#### PROVIDED TEXT
'''

Read original requirements when available to contextualize decisions.
### Step 2: Review Security
Against `lex-aws-security`:
- [ ] IAM roles with least privilege? No `*:*` or broad managed policies?
- [ ] Public access blocked on S3, RDS, ElastiCache?
- [ ] Encryption at rest enabled on S3/RDS/EBS/DynamoDB?
- [ ] Encryption in transit (TLS 1.2+) on ALB/API Gateway?
- [ ] Secrets via Secrets Manager/Parameter Store? No hardcoded?
- [ ] Multi-region CloudTrail enabled?
- [ ] Security Groups without `0.0.0.0/0` on administrative ports?
- [ ] KMS CMKs instead of AWS-managed where appropriate?
- [ ] Run `tfsec` / `cdk-nag` and capture findings
Severity example: public S3 without justification → **critical**; CloudTrail absence → **high**; AWS-managed KMS instead of CMK → **medium**.
### Step 3: Review IaC
Against `lex-aws-iac`:
- [ ] Everything as code (no manual console creation)?
- [ ] Remote state with locking? Never in Git?
- [ ] Separate environments (distinct workspaces/stacks)?
- [ ] Standardized tagging applied?
- [ ] Versioned modules (no `ref=main`)?
- [ ] Critical resources with `prevent_destroy` / `deletion_protection`?
- [ ] Secrets outside versioned IaC files?
- [ ] Pipeline with `plan` visible on PR + automated apply?
### Step 4: Review Cost
Against `lex-aws-cost`:
- [ ] Cost allocation tags present? (`CostCenter`, `Environment`, `Project`, `Owner`)
- [ ] Compute choices appropriate to the usage pattern? (Lambda vs Fargate vs EC2)
- [ ] Appropriate storage classes? (S3 Standard vs IA vs Glacier with lifecycle)
- [ ] Shared NAT Gateway when possible (not one per AZ without need)?
- [ ] Reserved/Savings Plan considered for sustained workload?
- [ ] CloudWatch Logs retention defined?

'''

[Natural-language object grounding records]

'''

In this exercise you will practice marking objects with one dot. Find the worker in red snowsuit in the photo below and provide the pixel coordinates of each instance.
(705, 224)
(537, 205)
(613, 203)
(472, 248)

'''

#### EXERCISE DETAILS
Write out the part of the AWS review checklist that begins at the words "### Step 4: Review" and ends after the words "Fargate vs EC2)". Use only the AWS review checklist, not the records, for the task.

#### YOUR SOLUTION
### Step 4: Review Cost
Against `lex-aws-cost`:
- [ ] Cost allocation tags present? (`CostCenter`, `Environment`, `Project`, `Owner`)
- [ ] Compute choices appropriate to the usage pattern? (Lambda vs Fargate vs EC2)